## Begin Document section

United States District Court, N.D. Georgia, Atlanta Division
Aug 21, 2007
CIVIL ACTION NO. 1:06-CV-0308-JEC (N.D. Ga. Aug. 21, 2007)

Opinion

CIVIL ACTION NO. 1:06-CV-0308-JEC.

August 21, 2007


ORDER OPINION


This case is presently before the Court on plaintiff's Motion to Reopen [29] and defendants' Motion to Dismiss [34]. The Court has reviewed the record and the arguments of the parties and, for the reasons set out below, concludes that plaintiff's Motion to Reopen [29] should be GRANTED and defendants' Motion to Dismiss [34] should be DENIED.

BACKGROUND

This litigation involves two prison construction contracts and a related indemnity agreement. (Order [26] at 1.) In late 2000, defendant Boatwright Construction ("BC") entered into contracts for prison construction projects in Madison County and Towns County, Georgia. ( Id. at 2.) Both contracts contained a provision requiring arbitration of "[a]ny claim arising out of or related to the Contract." ( Id.)

Plaintiff Atlantic Mutual Insurance ("AMT") issued contract performance and payment surety bonds, ensuring BC's completion of the projects in conformity with the contracts. (Id.) As a condition to issuing those bonds, plaintiff required BC and its shareholders, defendants Killearn, Inc., J.T. Williams, Bobby Boatwright, and Kelley Boatwright, to execute an Indemnity Agreement. ( Id.) Pursuant to the Indemnity Agreement, defendants agreed to:

indemnify [plaintiff] and hold it harmless from and against all liability, losses, costs, damages, attorneys' fees, disbursements and expenses of every nature which [plaintiff] may sustain or incur by reason of having executed . . . [the performance and surety] bonds.

(Compl. [1] at Ex. A, ¶ 6.) The Indemnity Agreement did not contain an arbitration clause. ( Id.)

## End Document section

The tasks:
A. In the court order, set down the passage starting at "CIVIL ACTION NO. 1:06-CV-0308-JEC." and ending at "should be DENIED.", word for word.
B. Answer these questions from the court order:
(i) Which company issued the performance and payment surety bonds?
(ii) In which two Georgia counties were the prison construction projects?
(iii) Did the Indemnity Agreement contain an arbitration clause?
The records aren't needed for any of this work.

## Begin Dataset extract

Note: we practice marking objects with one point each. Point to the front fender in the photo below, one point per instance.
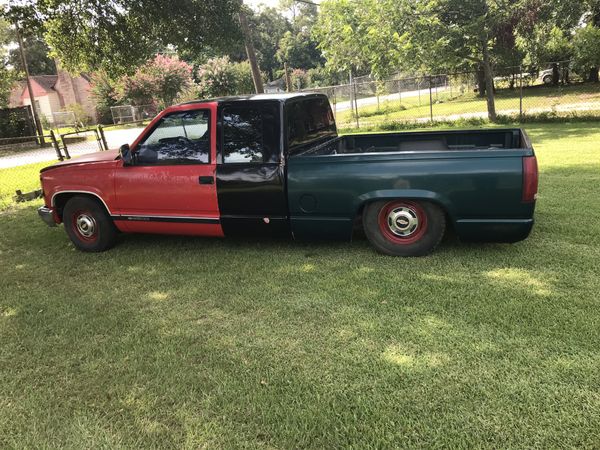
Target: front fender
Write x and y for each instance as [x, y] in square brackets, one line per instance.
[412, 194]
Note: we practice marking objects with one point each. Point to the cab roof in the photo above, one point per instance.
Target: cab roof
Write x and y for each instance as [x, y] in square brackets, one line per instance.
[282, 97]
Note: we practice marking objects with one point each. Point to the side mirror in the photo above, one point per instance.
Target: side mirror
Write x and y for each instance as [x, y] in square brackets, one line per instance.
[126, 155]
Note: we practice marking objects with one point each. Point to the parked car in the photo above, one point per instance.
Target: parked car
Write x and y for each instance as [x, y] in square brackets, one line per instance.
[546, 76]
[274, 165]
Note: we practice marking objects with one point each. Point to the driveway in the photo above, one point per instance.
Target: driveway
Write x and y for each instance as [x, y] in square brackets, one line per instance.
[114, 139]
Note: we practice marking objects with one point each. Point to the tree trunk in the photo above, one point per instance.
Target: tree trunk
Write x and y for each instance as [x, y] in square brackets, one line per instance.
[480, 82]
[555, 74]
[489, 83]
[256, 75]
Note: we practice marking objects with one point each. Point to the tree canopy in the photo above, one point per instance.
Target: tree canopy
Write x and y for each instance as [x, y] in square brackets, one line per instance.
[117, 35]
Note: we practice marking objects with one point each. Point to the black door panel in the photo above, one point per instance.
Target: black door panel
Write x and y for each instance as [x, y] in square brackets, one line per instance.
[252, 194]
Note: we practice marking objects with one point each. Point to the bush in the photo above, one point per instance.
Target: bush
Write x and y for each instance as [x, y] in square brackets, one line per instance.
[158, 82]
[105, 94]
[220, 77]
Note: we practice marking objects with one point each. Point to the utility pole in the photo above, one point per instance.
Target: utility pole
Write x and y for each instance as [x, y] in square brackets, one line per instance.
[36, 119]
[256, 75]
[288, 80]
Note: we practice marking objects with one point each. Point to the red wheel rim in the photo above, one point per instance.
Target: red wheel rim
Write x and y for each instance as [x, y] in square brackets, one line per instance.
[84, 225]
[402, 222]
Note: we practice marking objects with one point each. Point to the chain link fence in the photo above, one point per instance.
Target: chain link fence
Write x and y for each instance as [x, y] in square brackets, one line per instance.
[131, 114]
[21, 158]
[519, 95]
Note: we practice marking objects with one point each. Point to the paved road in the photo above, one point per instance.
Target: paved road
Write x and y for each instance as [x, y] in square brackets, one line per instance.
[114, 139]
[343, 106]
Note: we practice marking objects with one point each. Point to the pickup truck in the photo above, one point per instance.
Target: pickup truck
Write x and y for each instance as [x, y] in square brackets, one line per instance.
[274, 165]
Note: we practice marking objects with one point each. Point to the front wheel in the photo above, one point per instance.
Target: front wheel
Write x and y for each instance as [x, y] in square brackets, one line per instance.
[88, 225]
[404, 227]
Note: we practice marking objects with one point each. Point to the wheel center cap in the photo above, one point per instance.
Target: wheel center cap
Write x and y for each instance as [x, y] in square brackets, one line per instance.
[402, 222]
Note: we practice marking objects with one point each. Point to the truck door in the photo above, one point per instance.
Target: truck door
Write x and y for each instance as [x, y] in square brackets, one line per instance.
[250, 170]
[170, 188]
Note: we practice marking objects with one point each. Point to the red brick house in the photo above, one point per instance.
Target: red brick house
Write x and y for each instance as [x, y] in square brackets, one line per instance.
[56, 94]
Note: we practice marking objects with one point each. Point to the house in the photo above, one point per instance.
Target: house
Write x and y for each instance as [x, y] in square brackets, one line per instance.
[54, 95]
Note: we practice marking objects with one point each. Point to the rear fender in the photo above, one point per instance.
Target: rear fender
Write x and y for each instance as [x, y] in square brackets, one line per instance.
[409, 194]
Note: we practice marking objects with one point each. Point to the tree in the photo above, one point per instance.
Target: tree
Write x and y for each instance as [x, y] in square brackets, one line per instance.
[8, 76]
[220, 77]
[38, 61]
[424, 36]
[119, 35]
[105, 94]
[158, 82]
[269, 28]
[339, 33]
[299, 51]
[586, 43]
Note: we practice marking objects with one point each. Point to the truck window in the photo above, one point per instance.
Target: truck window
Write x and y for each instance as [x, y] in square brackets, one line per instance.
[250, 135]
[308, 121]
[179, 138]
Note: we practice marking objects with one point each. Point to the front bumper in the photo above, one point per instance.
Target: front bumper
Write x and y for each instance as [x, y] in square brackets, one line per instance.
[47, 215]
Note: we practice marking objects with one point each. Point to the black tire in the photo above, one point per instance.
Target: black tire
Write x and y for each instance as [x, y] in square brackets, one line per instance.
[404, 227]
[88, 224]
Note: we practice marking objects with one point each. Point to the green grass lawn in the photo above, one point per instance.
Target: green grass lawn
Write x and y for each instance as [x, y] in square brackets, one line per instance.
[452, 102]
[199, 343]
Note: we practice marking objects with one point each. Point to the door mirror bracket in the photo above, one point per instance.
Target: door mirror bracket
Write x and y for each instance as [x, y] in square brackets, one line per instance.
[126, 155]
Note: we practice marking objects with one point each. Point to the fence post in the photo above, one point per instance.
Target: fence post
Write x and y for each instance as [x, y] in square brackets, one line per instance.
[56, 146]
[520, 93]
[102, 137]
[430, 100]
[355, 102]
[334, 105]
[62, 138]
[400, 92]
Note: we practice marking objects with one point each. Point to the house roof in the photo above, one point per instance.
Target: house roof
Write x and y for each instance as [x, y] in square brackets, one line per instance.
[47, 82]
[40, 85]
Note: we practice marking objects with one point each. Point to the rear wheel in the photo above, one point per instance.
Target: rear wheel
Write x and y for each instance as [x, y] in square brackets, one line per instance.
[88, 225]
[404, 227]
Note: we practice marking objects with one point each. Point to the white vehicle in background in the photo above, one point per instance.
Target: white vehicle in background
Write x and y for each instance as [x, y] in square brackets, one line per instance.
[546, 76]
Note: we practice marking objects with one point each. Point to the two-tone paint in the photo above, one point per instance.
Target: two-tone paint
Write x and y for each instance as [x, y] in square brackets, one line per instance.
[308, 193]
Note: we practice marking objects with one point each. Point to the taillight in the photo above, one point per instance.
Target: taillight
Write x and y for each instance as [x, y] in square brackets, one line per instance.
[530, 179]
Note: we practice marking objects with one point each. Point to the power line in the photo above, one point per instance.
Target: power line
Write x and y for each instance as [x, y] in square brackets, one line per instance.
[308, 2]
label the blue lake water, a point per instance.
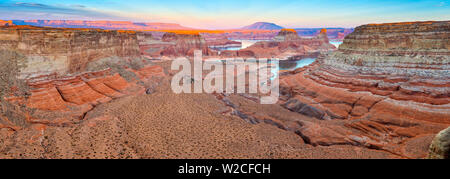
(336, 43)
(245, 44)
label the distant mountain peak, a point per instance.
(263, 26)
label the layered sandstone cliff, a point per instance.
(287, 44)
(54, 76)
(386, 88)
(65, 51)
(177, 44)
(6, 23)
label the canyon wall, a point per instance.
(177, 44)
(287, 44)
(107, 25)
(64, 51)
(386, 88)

## End Dataset extract

Answers by task:
A.
CIVIL ACTION NO. 1:06-CV-0308-JEC.

August 21, 2007


ORDER OPINION


This case is presently before the Court on plaintiff's Motion to Reopen [29] and defendants' Motion to Dismiss [34]. The Court has reviewed the record and the arguments of the parties and, for the reasons set out below, concludes that plaintiff's Motion to Reopen [29] should be GRANTED and defendants' Motion to Dismiss [34] should be DENIED.

B.
(i) Atlantic Mutual Insurance
(ii) Madison County and Towns County
(iii) No